▸ Treść zadania
Przepisz bez zmian fragment tekstu o udostępnianiu gier na Steamie, zaczynając od słów „Teraz Steam to” i ciągnąc aż do słów „wszystkich posiadanych tytułów.”.
:: Prezentowany tekst
Największa wada dystrybucji cyfrowej? Obowiązek przypisywania produktu do konta przez co nie można – jak jego pudełkowy odpowiednik – odsprzedać lub pożyczyć znajomym. To już jednak przeszłość. Steam wprowadza bowiem rewolucyjną opcję dzielenia się grami z przyjaciółmi i rodziną. Tak, to prawda!
REKLAMA
Gdyby ktoś nie kojarzył, czym jest Steam, to na początek należy się kilka słów wyjaśnienia. Platforma ta jest tym, czym dla muzyki był iTunes – pierwszym w pełni profesjonalnym serwisem, który zajmował się rozprowadzaniem produkcji w wersji cyfrowej. Założona przez studio Valve (twórców kultowego Half-Life’a) usługa na początku wystartowała z problemami, ale w chwili obecnej to gigant, do którego należy większość rynku. To właśnie on przyczynił się do rozpowszechnienia dystrybucji elektronicznej wśród graczy. Udało się to zrobić m.in. dzięki cyklicznym wyprzedażom, w ramach których ceny danych tytułów obniżane są nawet o kilkadziesiąt procent. I choć obowiązującą walutą w europejskiej wersji platformy jest euro, czasami ceny – zwłaszcza w trakcie promocji – są dla Polaków kuszące.
Teraz Steam to nie tylko usługa sprzedająca gry, ale także jeden wielki serwis społecznościowy. Mimo to nie dało się podważyć jednego argumentu podawanego przez przeciwników tej formy dystrybucji – faktu, że nabytych produkcji nie można, tak jak pudełkowych odpowiedników, pożyczyć koledze. Nie pomogły też kontrowersje, które narosły wokół zmiany regulaminu platformy – w niektórych jego punktach zamieniło słowo „produkt” na „usługę”, co było odpowiedzią na wyrok europejskiego Trybunału Sprawiedliwości, który orzekł, że elektroniczne kopie programów i gier można swobodnie odsprzedawać. Co więcej, odrzucenie nowych zasad groziło usunięciem konta i utratą wszystkich posiadanych tytułów.
Teraz jednak Valve postanowiło zrobić coś, co powinno zamknąć usta wszelkim krytykom – zapowiedziano dziś, że w przyszłym tygodniu uruchomione zostaną testy beta Steam Family Sharing. Opcja to pozwoli dzielić się posiadanymi grami ze znajomymi. Tak, dobrze przeczytaliście – będziemy mogli pożyczyć produkcję przyjacielowi, by ten mógł w nią bez problemu zagrać bez potrzeby jej kupna!
::::
:: Wykaz danych
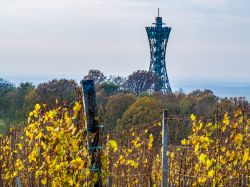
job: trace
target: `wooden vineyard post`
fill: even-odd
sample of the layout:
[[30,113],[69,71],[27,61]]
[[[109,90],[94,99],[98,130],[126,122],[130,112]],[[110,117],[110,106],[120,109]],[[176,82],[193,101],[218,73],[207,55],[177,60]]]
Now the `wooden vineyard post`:
[[97,121],[97,105],[94,80],[82,80],[84,114],[86,116],[87,146],[91,156],[91,171],[97,175],[95,187],[102,186],[101,180],[101,154],[100,126]]
[[168,147],[168,110],[163,110],[162,119],[162,181],[161,187],[168,186],[168,158],[167,158],[167,147]]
::::
▸ Wynik
Teraz Steam to nie tylko usługa sprzedająca gry, ale także jeden wielki serwis społecznościowy. Mimo to nie dało się podważyć jednego argumentu podawanego przez przeciwników tej formy dystrybucji – faktu, że nabytych produkcji nie można, tak jak pudełkowych odpowiedników, pożyczyć koledze. Nie pomogły też kontrowersje, które narosły wokół zmiany regulaminu platformy – w niektórych jego punktach zamieniło słowo „produkt” na „usługę”, co było odpowiedzią na wyrok europejskiego Trybunału Sprawiedliwości, który orzekł, że elektroniczne kopie programów i gier można swobodnie odsprzedawać. Co więcej, odrzucenie nowych zasad groziło usunięciem konta i utratą wszystkich posiadanych tytułów.